:: Exercise inputs ::
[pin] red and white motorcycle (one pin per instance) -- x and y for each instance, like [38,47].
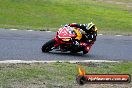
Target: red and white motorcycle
[62,42]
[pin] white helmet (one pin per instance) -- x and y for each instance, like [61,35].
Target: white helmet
[90,25]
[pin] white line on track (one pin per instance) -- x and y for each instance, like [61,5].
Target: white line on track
[71,61]
[29,30]
[47,31]
[118,35]
[13,29]
[100,34]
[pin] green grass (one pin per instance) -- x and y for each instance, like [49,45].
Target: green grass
[48,14]
[54,74]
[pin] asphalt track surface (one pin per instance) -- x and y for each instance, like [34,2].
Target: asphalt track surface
[26,45]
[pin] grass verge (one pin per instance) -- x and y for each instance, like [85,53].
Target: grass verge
[114,15]
[50,75]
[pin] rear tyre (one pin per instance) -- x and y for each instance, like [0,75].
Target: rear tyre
[48,46]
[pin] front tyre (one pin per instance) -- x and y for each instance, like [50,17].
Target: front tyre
[48,45]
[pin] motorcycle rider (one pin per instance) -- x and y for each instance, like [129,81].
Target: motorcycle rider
[84,32]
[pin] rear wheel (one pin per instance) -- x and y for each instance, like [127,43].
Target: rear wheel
[48,46]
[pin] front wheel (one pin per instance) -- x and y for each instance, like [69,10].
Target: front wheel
[48,46]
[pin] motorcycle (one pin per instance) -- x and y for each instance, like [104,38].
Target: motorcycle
[62,42]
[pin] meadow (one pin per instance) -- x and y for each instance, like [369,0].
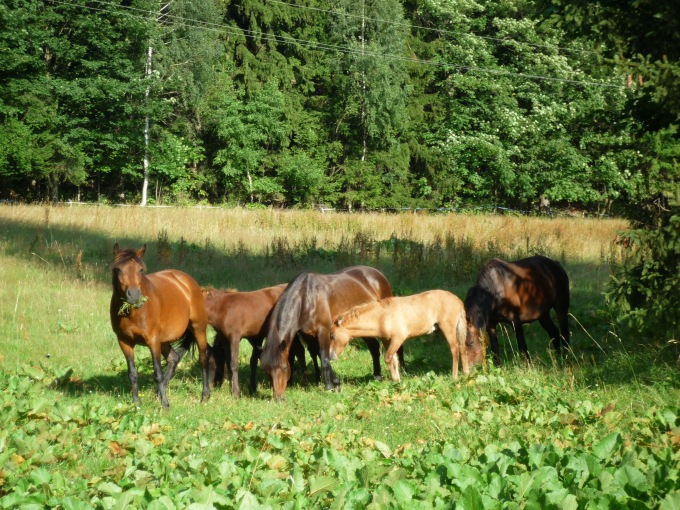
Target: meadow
[600,429]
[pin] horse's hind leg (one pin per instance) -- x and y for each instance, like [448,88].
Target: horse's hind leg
[552,330]
[219,355]
[129,353]
[374,348]
[158,376]
[172,360]
[392,360]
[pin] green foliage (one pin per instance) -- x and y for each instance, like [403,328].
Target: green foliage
[643,292]
[575,462]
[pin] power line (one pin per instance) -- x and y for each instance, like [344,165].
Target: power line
[430,29]
[253,34]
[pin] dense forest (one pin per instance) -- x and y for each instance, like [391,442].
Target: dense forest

:: Problem to work on ::
Recast everything from the line containing "[pin] motorcycle rider" down to the end of the listing, both ends included, as a JSON list of strings with one string per line and no blank lines. Leave the pictures out.

:: Exercise result ::
[
  "[pin] motorcycle rider (one pin per instance) -- x and y for each instance, like [129,81].",
  "Target: motorcycle rider",
  "[84,32]",
  "[pin] rear wheel (one pin per instance) -- x and y for each instance, like [127,43].",
  "Target: rear wheel",
  "[48,46]",
  "[pin] front wheel (one pin per instance) -- x and y for each instance, like [69,10].",
  "Target: front wheel",
  "[48,46]",
  "[pin] motorcycle (one pin per instance) -- x and y for each instance, like [104,38].",
  "Target: motorcycle",
  "[62,42]",
  "[pin] meadow (one pin per instance) -- x and y for each instance, like [369,0].",
  "Target: meadow",
  "[600,429]",
  "[pin] horse's hind leg (one pin per instance) -- x and y for each instance, like [448,88].",
  "Target: horse's hind leg",
  "[552,330]",
  "[219,355]",
  "[129,353]",
  "[374,348]",
  "[158,376]",
  "[172,360]",
  "[392,360]",
  "[pin] green foliage (one pin per instance) -- x and y for each instance, like [403,328].",
  "Target: green foliage",
  "[643,292]",
  "[575,462]",
  "[pin] power line (one pin per instance) -- x and y for each instance, like [344,165].",
  "Target: power line",
  "[430,29]",
  "[253,34]",
  "[pin] dense forest (one pin per instance) -- x and y for each instance, like [391,442].",
  "Target: dense forest"
]